HOW TO COMPLETE THIS TASK. Could you copy the lines below exactly, leaving none out?

Natural language region descriptions
[Start of Attachment]

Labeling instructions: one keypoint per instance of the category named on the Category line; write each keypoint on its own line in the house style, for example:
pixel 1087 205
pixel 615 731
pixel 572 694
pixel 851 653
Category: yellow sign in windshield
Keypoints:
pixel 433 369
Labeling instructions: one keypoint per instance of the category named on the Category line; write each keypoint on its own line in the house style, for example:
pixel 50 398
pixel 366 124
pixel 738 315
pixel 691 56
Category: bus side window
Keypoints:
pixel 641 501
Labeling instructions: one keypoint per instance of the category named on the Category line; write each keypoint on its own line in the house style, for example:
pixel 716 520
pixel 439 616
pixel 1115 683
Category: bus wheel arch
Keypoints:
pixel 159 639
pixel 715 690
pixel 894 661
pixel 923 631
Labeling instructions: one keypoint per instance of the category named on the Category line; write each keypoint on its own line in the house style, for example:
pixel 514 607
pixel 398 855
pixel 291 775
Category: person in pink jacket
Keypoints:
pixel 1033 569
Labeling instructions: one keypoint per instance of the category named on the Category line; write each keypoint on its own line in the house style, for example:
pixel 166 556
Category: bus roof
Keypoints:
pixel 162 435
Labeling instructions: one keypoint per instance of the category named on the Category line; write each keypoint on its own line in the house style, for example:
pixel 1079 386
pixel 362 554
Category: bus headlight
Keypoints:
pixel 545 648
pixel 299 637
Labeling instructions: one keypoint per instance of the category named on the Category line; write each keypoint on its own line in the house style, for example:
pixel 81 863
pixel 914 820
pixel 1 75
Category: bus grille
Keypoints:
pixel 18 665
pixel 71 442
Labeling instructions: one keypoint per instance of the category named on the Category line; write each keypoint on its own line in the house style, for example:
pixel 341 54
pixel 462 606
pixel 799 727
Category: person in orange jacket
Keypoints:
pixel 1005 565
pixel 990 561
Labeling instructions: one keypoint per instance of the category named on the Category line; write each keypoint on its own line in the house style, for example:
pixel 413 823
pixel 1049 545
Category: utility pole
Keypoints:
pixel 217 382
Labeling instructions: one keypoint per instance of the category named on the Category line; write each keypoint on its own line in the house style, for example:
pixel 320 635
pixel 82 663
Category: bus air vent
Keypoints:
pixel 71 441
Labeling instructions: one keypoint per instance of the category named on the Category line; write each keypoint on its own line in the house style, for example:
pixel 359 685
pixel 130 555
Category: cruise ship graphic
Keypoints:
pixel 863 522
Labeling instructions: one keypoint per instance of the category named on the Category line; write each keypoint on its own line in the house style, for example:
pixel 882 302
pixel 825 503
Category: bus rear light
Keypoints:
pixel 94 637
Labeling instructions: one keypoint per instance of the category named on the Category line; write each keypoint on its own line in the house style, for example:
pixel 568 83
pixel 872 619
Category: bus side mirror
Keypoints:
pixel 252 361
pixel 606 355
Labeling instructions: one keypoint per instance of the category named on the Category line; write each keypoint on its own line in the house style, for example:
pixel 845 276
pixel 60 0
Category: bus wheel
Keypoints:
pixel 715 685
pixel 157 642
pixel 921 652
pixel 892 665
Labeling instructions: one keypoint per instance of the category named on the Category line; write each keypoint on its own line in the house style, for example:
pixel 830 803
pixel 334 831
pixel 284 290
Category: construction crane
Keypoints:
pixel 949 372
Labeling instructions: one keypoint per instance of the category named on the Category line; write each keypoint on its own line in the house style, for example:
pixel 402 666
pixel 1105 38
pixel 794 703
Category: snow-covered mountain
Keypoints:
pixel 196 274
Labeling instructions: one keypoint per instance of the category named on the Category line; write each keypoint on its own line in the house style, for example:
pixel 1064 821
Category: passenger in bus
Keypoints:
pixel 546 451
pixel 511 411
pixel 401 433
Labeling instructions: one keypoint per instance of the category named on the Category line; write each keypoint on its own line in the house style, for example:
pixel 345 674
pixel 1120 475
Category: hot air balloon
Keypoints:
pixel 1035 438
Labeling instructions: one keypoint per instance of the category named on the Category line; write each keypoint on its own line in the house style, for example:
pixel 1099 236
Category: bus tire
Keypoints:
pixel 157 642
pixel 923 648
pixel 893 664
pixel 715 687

[End of Attachment]

OUTPUT OF THE TASK.
Labeling instructions: one keypoint per instance of the category named on the Category line; write each keypoint on its own line in the house style, for example:
pixel 1087 205
pixel 615 731
pixel 572 694
pixel 851 653
Category: yellow sign in windshield
Keypoints:
pixel 433 369
Labeling instructions: one keypoint per instance of the category named on the Category line; write each keypoint on its own line in the house style, for example:
pixel 50 398
pixel 366 124
pixel 738 315
pixel 691 56
Category: bus side window
Keypoints:
pixel 641 501
Labeling instructions: one keypoint per instance of the category named on the Category line; write each keypoint on its own line in the house style, for example:
pixel 716 520
pixel 439 616
pixel 1115 683
Category: bus wheel arch
Keypoints:
pixel 159 639
pixel 715 690
pixel 894 661
pixel 923 631
Labeling instructions: one keypoint per instance of the category named on the Category line; write each keypoint on its own line in the house style, for example:
pixel 514 607
pixel 398 855
pixel 291 775
Category: person in pink jacket
Keypoints:
pixel 1033 569
Labeling instructions: one keypoint per instance of the category named on the Category line; write each keypoint on its own line in the house style, for example:
pixel 166 556
Category: bus roof
Keypoints:
pixel 162 435
Labeling instructions: one keypoint per instance of the category named on the Category line; write each keypoint on its own line in the house style, for example:
pixel 1079 386
pixel 362 554
Category: bus headlight
Keypoints:
pixel 545 648
pixel 299 637
Labeling instructions: one keypoint per instance of the category named on the Category line; write each keypoint on its own line in the house style, for example:
pixel 81 863
pixel 914 820
pixel 1 75
Category: bus grille
Keypoints:
pixel 18 665
pixel 71 442
Labeling instructions: one keypoint per instance of the category named on the Category line; write each keypoint on its own line in the house style, for example:
pixel 341 54
pixel 462 606
pixel 799 727
Category: person in orange jacket
Keypoints:
pixel 1005 565
pixel 990 561
Labeling instructions: one keypoint per instance of the category named on the Category line; write each keypoint on its own line in the house style, for example:
pixel 413 823
pixel 1049 545
Category: utility pole
Keypoints:
pixel 217 382
Labeling instructions: one keypoint per instance of the category named on the Category line; write each keypoint on its own line in the house style, for example:
pixel 320 635
pixel 82 663
Category: bus air vent
Keypoints:
pixel 71 441
Labeling instructions: one keypoint per instance of the category named on the Category line; write each keypoint on its own line in the house style, for example:
pixel 359 685
pixel 130 555
Category: cruise ship graphic
Keypoints:
pixel 863 522
Labeling instructions: one keypoint per instance of the category named on the Category line; write each keypoint on its own line in the house style, for example:
pixel 882 302
pixel 825 503
Category: bus rear light
Keypoints:
pixel 94 637
Labeling instructions: one keypoint per instance of the category named on the Category line; write each keypoint on its own line in the house style, for example:
pixel 568 83
pixel 872 619
Category: bus side mirror
Keypoints:
pixel 252 361
pixel 606 355
Labeling instructions: one keypoint per instance of the category named on the Category line; write each keypoint on its own line in the house style, for example:
pixel 845 276
pixel 60 0
Category: bus wheel
Keypoints:
pixel 715 685
pixel 157 642
pixel 921 652
pixel 892 665
Labeling instructions: one keypoint per instance of the category named on the Category line; write each keypoint on its own line in the house style, for example:
pixel 830 803
pixel 334 831
pixel 284 290
Category: construction crane
Keypoints:
pixel 949 372
Labeling instructions: one keypoint per instance of the category named on the Category line; write each keypoint on its own line in the house style, for example:
pixel 402 666
pixel 1105 38
pixel 794 703
Category: snow-covered mountain
Keypoints:
pixel 196 274
Labeling instructions: one keypoint per instance of the category named on the Category line; write each keypoint on its own line in the house style, for example:
pixel 1064 821
Category: passenger in bus
Keypoints:
pixel 546 451
pixel 511 411
pixel 401 433
Labeling instructions: one keypoint per instance of the category named on the Category line; write each keypoint on its own line in the house style, for example:
pixel 345 674
pixel 1120 475
Category: hot air balloon
Keypoints:
pixel 1035 438
Labeling instructions: one keypoint per instance of the category named on the Category line; write each keypoint on its own line in the house style, for example:
pixel 1099 236
Category: bus tire
Keypoints:
pixel 157 642
pixel 923 648
pixel 893 664
pixel 715 687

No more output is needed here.